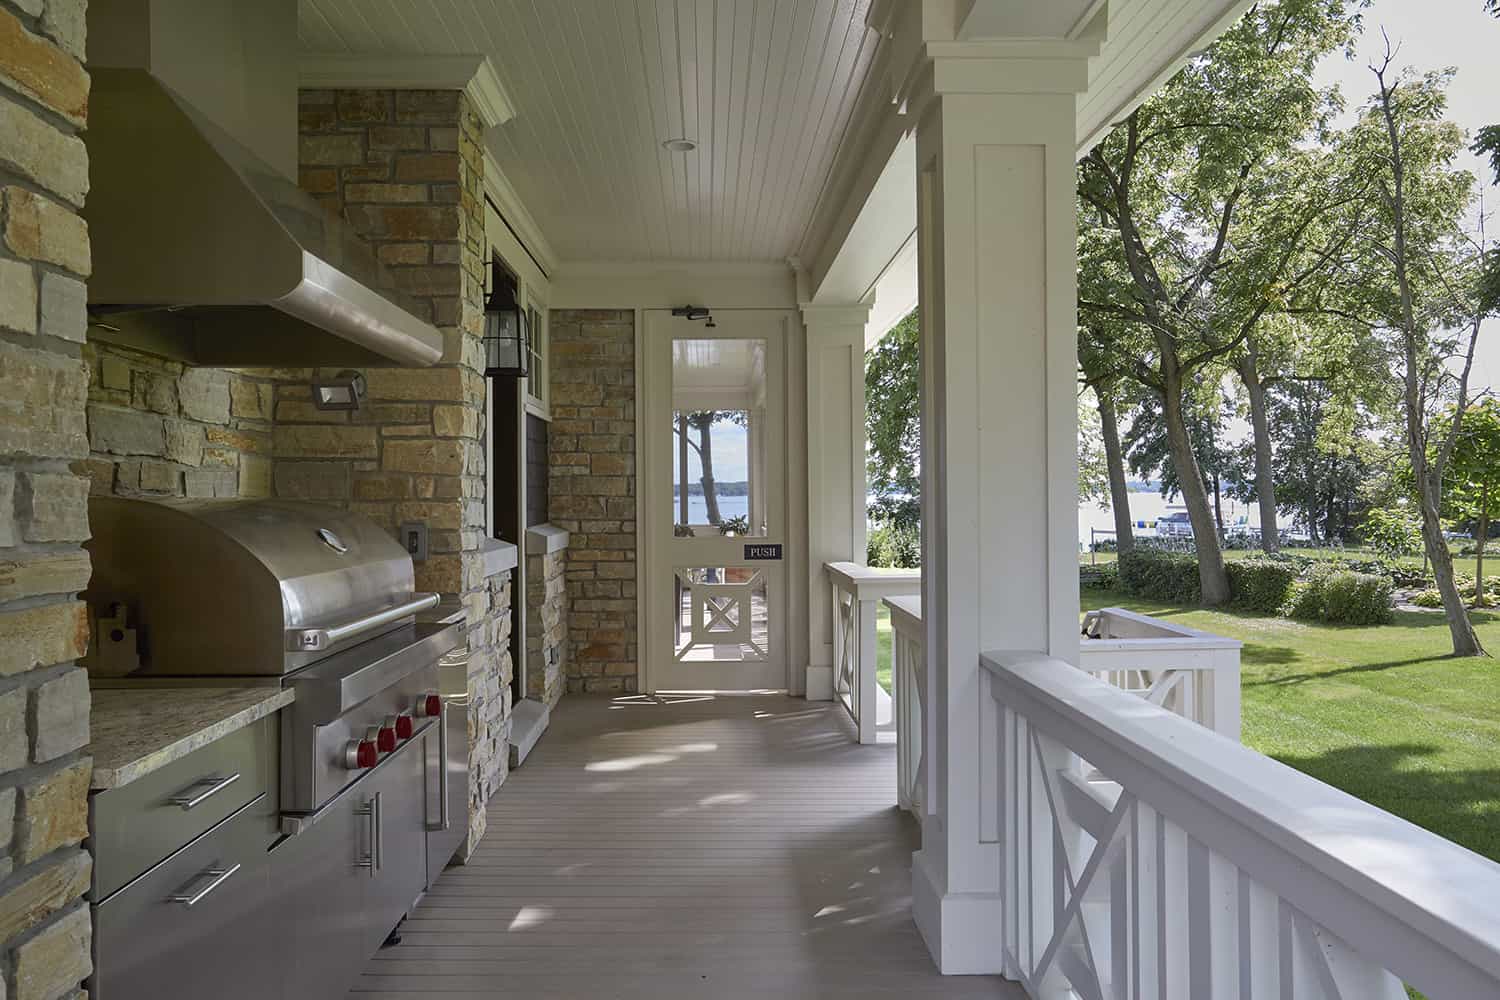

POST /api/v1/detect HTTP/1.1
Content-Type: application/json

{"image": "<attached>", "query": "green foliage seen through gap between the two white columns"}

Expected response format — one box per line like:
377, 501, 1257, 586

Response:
864, 310, 923, 529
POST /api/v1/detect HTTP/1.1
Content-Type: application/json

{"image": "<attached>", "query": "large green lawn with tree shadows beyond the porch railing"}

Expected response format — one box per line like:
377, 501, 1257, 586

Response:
1083, 589, 1500, 861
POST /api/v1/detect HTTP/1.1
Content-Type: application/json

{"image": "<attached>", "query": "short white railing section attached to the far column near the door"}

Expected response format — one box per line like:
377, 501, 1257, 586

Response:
824, 562, 923, 744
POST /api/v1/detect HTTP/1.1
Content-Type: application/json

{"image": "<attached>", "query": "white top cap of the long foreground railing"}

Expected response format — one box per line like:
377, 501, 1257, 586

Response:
981, 651, 1500, 985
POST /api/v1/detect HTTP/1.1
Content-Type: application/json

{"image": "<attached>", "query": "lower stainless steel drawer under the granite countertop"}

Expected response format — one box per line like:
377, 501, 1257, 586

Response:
90, 805, 278, 1000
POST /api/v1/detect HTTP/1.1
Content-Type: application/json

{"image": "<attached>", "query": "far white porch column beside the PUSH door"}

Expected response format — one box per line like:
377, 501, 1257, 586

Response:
803, 304, 870, 702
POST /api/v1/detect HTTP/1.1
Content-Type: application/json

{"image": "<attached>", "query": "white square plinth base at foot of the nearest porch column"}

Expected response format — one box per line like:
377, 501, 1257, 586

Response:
912, 850, 1005, 976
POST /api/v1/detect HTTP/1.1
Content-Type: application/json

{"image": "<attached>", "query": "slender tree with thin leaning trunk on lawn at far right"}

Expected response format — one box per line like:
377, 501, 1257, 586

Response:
1347, 56, 1485, 657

----------------

**What the exercise asks**: Print out the entries once more, unchanged. No pictures.

**Your solution**:
POST /api/v1/detect HTTP/1.1
Content-Type: application/json

{"image": "<attached>", "query": "green foliage seen through gap between the two white columns"}

Expected response format — one box per line like:
377, 501, 1257, 586

Response:
864, 310, 923, 529
POST /api/v1/detect HTTP/1.1
Content-Type: application/json

{"image": "<attached>", "query": "large green lawn with tree shadows beyond the porch railing"}

Expected response format — one box per line like:
377, 501, 1257, 586

Response:
1083, 589, 1500, 861
POST /api/v1/detect HTTP/1.1
Content-Type: application/json

{"image": "<attached>", "query": "short white railing section attached to the far column near the door"}

Expected response format — one box per line like:
377, 501, 1257, 586

Response:
824, 562, 923, 744
POST /api/v1/detect HTTP/1.1
Content-Type: application/json

{"image": "<attached>", "query": "white top cap of the long foreground railing"}

Expected response format — one box per line like:
377, 501, 1257, 586

Response:
981, 651, 1500, 985
POST /api/v1/detect HTTP/1.1
Content-Type: application/json

{"image": "<attached>", "query": "lower stainless steel drawer under the granite countertop"}

Expected response format — one box per line like:
377, 501, 1257, 586

Response:
90, 805, 278, 1000
POST /api/v1/detect HTTP/1.1
Content-Type: application/json

{"image": "<attached>", "query": "far white porch column beside the PUSH door"}

Expected response format — one box per line like:
377, 501, 1257, 586

Response:
803, 304, 870, 702
POST /api/v1/detect HTTP/1.1
Content-Type: application/json

{"image": "<attached>", "query": "white square plinth base at foot of the nearest porch column"}

Expected response format — one box per line like:
377, 501, 1257, 586

Response:
912, 850, 1005, 976
POST /api/v1/detect HTTP/1.1
Content-Type: application/json

{"image": "<attached>", "query": "slender tree with thin leaning trunk on lawn at far right"}

Expected response format — one box per line like:
377, 501, 1257, 586

Response:
1347, 56, 1485, 657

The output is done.